■ Action item
Extend the op-ed on Cape Town's gang shootings with the paragraphs that would follow its final sentence about the true death toll of the turf war.

■ Source document
[Start of Attachment]
Defend Truth

GANGLAND OP-ED

Shifting landscapes, power plays dealing death and destruction through Cape Town’s ceaseless gang shootings

Shifting landscapes, power plays dealing death and destruction through Cape Town’s ceaseless gang shootings
A gang member shows off his prison gang tattoos. Photo: Shiraaz Mohamed.

To understand why such intense violence has gripped the Western Cape today, it helps to take a longer-term view. The intense violence of the past few weeks is the product of major shifts that have been underway in the Western Cape underworld for years.

Eight people shot in Manenberg within six hours. At least 26 dead in mass shootings over the past four weeks. 144 shooting incidents detected in 24 hours, in just four suburbs. These stories have all made headlines in the last week, and all bear testimony to the current chaos of escalating gang violence in South Africa’s Western Cape, which has left residents of areas like Manenberg “held hostage” in their own homes.

The headlines are only the tip of the iceberg. The intense six hours of shooting in Manenberg, for example, is the latest flare-up in a gang turf war that has lasted for weeks, as the Hard Livings, the Dixie Boys and the Clever Kids fight for control of territory. The true death toll of this turf war is likely higher than reported.
[End of Attachment]
[Records from a collection]
[Start of Attachment]
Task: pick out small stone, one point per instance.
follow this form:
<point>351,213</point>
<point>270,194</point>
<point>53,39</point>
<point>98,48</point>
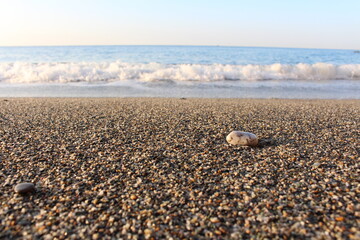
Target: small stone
<point>242,138</point>
<point>24,188</point>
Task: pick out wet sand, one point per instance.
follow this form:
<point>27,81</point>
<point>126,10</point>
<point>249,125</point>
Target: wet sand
<point>140,168</point>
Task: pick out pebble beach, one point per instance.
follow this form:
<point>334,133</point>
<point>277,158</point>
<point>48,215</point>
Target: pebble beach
<point>160,168</point>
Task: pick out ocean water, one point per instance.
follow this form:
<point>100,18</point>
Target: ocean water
<point>179,71</point>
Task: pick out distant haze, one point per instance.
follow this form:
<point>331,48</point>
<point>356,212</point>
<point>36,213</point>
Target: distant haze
<point>277,23</point>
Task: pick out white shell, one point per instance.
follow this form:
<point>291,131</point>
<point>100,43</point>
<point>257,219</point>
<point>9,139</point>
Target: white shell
<point>242,138</point>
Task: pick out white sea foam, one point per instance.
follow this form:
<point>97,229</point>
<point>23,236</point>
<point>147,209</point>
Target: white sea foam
<point>152,72</point>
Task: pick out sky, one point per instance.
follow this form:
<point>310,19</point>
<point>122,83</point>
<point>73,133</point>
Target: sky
<point>332,24</point>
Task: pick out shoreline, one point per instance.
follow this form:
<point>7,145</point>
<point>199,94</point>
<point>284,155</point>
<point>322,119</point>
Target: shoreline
<point>160,168</point>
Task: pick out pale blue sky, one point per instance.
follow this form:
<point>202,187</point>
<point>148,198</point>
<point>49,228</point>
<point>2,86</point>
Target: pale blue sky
<point>269,23</point>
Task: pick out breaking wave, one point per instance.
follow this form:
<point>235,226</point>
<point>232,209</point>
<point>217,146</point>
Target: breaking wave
<point>93,72</point>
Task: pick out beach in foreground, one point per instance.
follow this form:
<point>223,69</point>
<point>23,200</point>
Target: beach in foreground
<point>161,168</point>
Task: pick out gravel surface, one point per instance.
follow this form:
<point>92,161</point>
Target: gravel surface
<point>161,168</point>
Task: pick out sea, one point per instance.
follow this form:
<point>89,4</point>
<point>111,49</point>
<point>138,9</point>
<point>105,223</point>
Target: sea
<point>179,71</point>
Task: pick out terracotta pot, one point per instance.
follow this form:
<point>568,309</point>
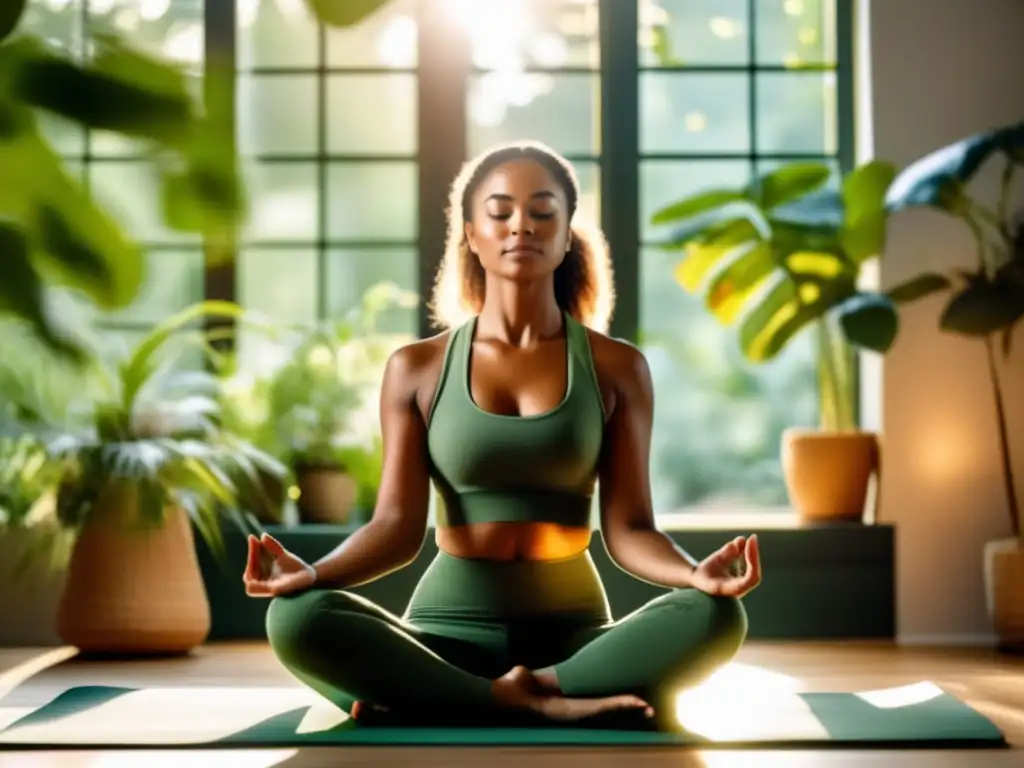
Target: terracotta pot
<point>327,495</point>
<point>827,474</point>
<point>133,588</point>
<point>1005,592</point>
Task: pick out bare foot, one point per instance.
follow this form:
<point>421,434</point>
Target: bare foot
<point>519,689</point>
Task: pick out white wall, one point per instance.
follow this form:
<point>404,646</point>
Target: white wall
<point>941,70</point>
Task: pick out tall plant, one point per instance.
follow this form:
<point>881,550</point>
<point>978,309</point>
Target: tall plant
<point>783,255</point>
<point>987,301</point>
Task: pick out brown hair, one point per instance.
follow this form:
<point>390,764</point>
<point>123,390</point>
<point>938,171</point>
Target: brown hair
<point>583,282</point>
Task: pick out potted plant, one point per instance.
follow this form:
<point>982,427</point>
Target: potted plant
<point>322,404</point>
<point>781,256</point>
<point>985,303</point>
<point>147,466</point>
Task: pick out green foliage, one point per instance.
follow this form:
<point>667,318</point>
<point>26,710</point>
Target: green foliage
<point>344,12</point>
<point>51,230</point>
<point>10,13</point>
<point>318,408</point>
<point>988,299</point>
<point>783,254</point>
<point>145,426</point>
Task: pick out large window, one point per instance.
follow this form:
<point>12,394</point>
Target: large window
<point>114,169</point>
<point>727,88</point>
<point>327,125</point>
<point>350,139</point>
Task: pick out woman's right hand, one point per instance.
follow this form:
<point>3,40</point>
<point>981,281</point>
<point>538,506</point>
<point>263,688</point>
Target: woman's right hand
<point>272,570</point>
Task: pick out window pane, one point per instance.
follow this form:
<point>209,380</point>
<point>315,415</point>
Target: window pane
<point>693,113</point>
<point>276,114</point>
<point>372,114</point>
<point>718,419</point>
<point>794,32</point>
<point>130,190</point>
<point>169,30</point>
<point>173,280</point>
<point>284,202</point>
<point>694,32</point>
<point>279,284</point>
<point>276,34</point>
<point>797,112</point>
<point>58,23</point>
<point>589,207</point>
<point>351,271</point>
<point>386,38</point>
<point>111,144</point>
<point>559,110</point>
<point>539,34</point>
<point>373,201</point>
<point>665,182</point>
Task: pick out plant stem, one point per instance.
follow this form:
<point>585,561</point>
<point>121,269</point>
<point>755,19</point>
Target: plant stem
<point>830,379</point>
<point>1000,417</point>
<point>1003,214</point>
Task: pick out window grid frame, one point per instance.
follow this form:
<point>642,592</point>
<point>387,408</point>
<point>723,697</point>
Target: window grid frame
<point>619,72</point>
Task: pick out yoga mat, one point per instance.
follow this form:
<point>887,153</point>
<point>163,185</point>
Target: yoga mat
<point>921,715</point>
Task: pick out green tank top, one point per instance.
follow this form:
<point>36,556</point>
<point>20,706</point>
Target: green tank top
<point>495,468</point>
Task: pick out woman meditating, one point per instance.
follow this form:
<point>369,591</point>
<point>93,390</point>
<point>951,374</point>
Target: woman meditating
<point>516,414</point>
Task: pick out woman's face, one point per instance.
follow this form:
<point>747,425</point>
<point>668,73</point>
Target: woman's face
<point>519,226</point>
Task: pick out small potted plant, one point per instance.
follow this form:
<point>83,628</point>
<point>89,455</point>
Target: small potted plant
<point>782,256</point>
<point>323,406</point>
<point>146,467</point>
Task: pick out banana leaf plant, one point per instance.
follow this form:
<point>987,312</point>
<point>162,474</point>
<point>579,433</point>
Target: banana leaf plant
<point>784,254</point>
<point>987,301</point>
<point>154,427</point>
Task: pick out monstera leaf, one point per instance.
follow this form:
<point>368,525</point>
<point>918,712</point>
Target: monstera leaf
<point>938,179</point>
<point>64,236</point>
<point>10,14</point>
<point>344,12</point>
<point>783,252</point>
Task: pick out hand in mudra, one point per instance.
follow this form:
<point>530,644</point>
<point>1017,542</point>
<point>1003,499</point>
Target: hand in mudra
<point>272,570</point>
<point>718,573</point>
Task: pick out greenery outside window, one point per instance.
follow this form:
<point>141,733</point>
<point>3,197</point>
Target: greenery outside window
<point>350,138</point>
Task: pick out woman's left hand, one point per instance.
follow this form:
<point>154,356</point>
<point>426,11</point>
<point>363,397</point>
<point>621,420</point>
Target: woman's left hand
<point>717,574</point>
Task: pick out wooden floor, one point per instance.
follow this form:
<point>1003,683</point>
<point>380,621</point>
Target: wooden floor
<point>991,683</point>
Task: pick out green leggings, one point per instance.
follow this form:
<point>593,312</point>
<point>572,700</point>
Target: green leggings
<point>469,622</point>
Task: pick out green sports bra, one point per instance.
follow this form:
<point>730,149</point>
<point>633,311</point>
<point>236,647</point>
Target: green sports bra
<point>496,468</point>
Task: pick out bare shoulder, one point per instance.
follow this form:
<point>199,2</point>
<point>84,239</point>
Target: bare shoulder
<point>620,365</point>
<point>414,370</point>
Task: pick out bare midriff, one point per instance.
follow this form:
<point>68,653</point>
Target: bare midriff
<point>513,541</point>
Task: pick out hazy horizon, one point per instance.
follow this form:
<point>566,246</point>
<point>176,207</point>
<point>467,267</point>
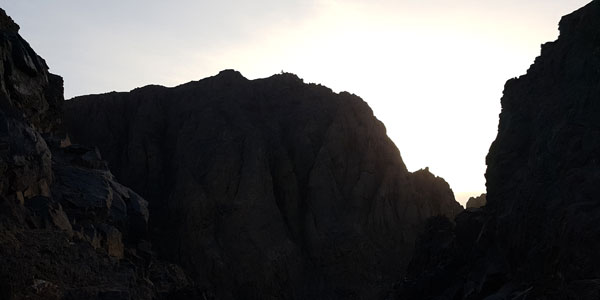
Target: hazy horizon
<point>433,72</point>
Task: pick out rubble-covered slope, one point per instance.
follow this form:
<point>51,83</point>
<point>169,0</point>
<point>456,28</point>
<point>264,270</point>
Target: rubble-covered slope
<point>68,230</point>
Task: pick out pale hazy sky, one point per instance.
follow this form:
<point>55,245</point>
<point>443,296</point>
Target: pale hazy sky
<point>433,71</point>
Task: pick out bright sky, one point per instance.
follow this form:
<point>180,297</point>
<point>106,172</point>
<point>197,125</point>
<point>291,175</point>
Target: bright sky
<point>433,71</point>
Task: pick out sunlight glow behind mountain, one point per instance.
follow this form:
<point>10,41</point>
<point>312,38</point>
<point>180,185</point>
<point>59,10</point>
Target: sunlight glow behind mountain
<point>433,71</point>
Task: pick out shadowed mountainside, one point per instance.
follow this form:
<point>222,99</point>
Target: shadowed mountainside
<point>68,230</point>
<point>268,188</point>
<point>537,237</point>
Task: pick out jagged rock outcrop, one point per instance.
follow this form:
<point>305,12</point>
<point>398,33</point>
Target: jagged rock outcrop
<point>268,188</point>
<point>537,236</point>
<point>68,230</point>
<point>476,202</point>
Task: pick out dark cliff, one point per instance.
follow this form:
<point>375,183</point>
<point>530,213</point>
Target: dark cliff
<point>537,237</point>
<point>268,188</point>
<point>68,230</point>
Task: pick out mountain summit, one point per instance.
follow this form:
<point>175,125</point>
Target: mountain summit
<point>268,187</point>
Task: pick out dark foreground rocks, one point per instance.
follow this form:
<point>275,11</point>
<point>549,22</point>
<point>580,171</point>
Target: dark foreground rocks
<point>68,229</point>
<point>266,189</point>
<point>537,236</point>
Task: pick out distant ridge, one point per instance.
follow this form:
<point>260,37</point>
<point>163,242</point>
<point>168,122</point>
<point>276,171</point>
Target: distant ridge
<point>268,186</point>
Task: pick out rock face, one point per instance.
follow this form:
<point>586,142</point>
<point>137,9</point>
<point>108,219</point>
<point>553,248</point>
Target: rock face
<point>477,202</point>
<point>266,189</point>
<point>68,230</point>
<point>537,237</point>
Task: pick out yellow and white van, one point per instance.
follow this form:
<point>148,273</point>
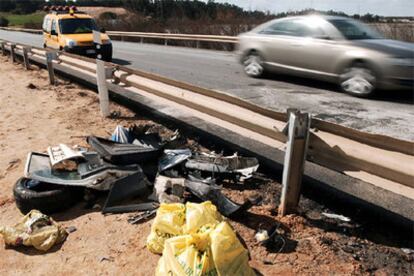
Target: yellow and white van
<point>71,31</point>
[End of Attachment]
■ Expected output
It is easy for shootings, and the individual lives and tragedies that they represent, to get lost in the maelstrom of breaking news. Yet to understand what these stories show, why such intense violence has gripped the Western Cape today, and why police and the justice system are struggling to cope, it helps to take a longer-term view. The intense violence of the past few weeks is the product of major shifts that have been underway in the Western Cape underworld for years.

Gang fragmentation

The first of these shifts is that gangs have become more prone to fragmenting and forming splinter groups, contributing to a much more hostile, violent and volatile gang landscape. The continual churn of territorial losses and gains, with new groups forming as older ones decline, has been characteristic of Western Cape gangs for generations. But fighting between splinter groups has become increasingly common.

In Hanover Park, for example, the past three months have seen infighting between the notorious Americans gang and the Dollar Kids. The Dollar Kids are just one of the assorted sub-groups that have broken away from the Americans; others are the IGBs (In-Glorious Bastards), Junior Mafia, Spoilt Brats, Pittbulls and West Siders.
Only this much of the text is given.